Instructions to follow —
Only the lines holding the word "truck" are wanted; copy each of them from the listing.

Extracted data —
....
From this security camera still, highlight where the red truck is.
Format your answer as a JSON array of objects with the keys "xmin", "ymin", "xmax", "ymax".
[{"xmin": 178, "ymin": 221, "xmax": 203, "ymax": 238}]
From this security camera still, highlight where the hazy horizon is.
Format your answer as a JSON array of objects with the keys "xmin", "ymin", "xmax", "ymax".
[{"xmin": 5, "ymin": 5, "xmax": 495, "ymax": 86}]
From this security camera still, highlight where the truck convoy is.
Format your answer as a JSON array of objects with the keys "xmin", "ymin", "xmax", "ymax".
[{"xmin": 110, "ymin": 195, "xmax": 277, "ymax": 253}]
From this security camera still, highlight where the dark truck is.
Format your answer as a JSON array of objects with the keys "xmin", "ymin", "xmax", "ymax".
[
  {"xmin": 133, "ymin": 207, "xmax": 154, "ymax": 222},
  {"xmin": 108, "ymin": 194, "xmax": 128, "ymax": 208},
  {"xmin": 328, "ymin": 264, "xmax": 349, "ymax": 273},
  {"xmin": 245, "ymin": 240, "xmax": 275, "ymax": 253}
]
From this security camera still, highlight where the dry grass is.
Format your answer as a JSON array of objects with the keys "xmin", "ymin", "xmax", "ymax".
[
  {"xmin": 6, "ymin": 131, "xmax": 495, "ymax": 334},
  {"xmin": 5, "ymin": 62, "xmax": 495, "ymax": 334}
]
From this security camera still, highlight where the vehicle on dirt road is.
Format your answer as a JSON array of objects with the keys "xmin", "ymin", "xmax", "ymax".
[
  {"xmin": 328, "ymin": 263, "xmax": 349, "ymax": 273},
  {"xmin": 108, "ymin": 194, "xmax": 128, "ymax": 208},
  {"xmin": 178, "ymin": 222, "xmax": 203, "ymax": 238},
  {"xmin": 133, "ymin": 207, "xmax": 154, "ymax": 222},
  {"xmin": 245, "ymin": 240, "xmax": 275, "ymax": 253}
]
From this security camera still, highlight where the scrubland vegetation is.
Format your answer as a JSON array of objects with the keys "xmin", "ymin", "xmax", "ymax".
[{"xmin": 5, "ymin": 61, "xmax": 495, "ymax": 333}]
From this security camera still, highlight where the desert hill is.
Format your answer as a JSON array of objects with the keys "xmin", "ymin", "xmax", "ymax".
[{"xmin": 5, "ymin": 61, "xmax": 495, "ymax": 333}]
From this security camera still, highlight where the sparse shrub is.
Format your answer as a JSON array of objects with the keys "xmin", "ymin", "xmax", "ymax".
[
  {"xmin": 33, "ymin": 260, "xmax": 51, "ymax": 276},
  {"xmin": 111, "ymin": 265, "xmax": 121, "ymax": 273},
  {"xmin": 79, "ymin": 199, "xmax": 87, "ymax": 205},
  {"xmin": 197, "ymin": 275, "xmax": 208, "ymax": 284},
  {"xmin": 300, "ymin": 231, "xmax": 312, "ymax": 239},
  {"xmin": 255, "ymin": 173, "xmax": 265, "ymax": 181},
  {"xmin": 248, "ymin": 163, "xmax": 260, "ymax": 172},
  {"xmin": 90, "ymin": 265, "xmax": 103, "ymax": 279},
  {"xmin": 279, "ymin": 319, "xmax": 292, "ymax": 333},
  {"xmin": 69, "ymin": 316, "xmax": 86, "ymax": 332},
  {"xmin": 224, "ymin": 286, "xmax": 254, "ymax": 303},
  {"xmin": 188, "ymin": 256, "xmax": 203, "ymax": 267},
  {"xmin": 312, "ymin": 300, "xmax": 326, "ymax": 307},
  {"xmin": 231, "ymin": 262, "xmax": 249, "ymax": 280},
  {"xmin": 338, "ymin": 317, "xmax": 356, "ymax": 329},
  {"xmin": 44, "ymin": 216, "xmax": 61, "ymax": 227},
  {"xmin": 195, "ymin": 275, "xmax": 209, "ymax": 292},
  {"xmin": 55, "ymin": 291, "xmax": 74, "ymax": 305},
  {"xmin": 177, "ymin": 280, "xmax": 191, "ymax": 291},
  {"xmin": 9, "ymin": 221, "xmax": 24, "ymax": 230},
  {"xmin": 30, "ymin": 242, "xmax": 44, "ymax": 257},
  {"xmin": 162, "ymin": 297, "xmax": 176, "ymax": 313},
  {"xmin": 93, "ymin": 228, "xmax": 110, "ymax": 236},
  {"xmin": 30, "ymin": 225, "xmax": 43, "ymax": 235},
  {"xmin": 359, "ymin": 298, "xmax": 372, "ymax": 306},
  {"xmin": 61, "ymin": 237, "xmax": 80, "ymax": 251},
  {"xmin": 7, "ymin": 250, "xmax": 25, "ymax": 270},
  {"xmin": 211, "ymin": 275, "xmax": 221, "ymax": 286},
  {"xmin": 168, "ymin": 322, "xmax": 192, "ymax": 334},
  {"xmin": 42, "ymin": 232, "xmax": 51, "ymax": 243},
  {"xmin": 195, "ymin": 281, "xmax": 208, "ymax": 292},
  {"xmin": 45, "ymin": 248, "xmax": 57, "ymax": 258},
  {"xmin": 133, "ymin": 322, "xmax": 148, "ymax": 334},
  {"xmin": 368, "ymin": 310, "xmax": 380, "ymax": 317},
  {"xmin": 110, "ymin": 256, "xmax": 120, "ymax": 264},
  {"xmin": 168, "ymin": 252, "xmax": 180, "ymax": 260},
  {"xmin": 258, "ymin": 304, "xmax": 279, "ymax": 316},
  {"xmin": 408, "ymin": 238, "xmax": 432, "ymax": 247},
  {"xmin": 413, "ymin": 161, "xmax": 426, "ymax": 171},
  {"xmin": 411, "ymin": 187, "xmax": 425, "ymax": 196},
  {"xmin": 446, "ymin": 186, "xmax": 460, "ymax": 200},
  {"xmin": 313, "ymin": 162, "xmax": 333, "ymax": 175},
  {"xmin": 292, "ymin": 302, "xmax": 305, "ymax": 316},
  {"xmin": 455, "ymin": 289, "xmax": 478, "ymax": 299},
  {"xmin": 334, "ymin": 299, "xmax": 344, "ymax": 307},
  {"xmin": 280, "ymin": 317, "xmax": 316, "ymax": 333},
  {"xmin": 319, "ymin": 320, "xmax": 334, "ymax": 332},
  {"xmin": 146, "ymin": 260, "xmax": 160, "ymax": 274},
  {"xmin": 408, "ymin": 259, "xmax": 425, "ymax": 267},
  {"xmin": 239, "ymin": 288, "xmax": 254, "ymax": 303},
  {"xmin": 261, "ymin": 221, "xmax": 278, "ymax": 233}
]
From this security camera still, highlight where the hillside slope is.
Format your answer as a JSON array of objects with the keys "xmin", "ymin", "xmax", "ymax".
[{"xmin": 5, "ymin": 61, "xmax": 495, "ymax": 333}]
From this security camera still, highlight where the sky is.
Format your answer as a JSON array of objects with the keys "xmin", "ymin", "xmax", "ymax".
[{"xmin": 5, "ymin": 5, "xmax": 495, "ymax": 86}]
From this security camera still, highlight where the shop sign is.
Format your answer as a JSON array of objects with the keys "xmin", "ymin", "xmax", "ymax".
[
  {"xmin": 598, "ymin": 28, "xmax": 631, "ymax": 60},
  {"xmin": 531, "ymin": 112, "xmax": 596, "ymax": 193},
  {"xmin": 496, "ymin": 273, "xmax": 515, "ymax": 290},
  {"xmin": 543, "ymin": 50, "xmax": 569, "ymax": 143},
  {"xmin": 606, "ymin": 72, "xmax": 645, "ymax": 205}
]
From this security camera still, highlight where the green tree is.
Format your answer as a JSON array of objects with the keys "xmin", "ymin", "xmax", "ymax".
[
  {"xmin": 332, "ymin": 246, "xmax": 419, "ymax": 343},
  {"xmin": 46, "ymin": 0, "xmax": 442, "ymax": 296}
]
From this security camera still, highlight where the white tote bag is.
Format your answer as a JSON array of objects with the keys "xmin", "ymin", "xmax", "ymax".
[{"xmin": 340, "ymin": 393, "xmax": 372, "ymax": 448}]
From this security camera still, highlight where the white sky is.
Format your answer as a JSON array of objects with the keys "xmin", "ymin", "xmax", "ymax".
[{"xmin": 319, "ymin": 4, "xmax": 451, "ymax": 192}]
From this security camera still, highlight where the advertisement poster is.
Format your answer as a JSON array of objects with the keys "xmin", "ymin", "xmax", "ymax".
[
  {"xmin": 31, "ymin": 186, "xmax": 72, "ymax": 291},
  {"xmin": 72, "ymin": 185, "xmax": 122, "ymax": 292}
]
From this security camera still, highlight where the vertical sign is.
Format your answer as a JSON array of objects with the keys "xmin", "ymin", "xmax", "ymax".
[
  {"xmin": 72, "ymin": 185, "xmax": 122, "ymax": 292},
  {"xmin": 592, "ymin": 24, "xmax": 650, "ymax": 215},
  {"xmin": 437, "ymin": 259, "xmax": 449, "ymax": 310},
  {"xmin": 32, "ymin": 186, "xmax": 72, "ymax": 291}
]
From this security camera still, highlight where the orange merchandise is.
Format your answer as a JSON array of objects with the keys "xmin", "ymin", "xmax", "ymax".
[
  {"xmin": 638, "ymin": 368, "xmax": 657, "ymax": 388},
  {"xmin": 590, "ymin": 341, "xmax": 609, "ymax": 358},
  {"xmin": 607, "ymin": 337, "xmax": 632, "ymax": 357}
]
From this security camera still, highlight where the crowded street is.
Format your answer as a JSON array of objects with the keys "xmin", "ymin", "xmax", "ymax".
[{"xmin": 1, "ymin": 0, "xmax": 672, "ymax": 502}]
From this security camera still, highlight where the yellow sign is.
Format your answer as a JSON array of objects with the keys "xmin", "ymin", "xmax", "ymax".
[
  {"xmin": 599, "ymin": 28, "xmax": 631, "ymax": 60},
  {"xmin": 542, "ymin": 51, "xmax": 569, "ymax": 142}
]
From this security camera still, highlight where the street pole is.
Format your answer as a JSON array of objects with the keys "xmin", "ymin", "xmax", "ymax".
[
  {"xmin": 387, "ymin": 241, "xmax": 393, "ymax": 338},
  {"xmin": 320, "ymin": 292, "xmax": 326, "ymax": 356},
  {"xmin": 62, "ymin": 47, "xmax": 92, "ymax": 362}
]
....
Reply to the exercise —
From this security camera still, highlight where the red truck is.
From this security camera still, highlight where the truck convoy is.
From this security camera still, highlight where the dark truck is.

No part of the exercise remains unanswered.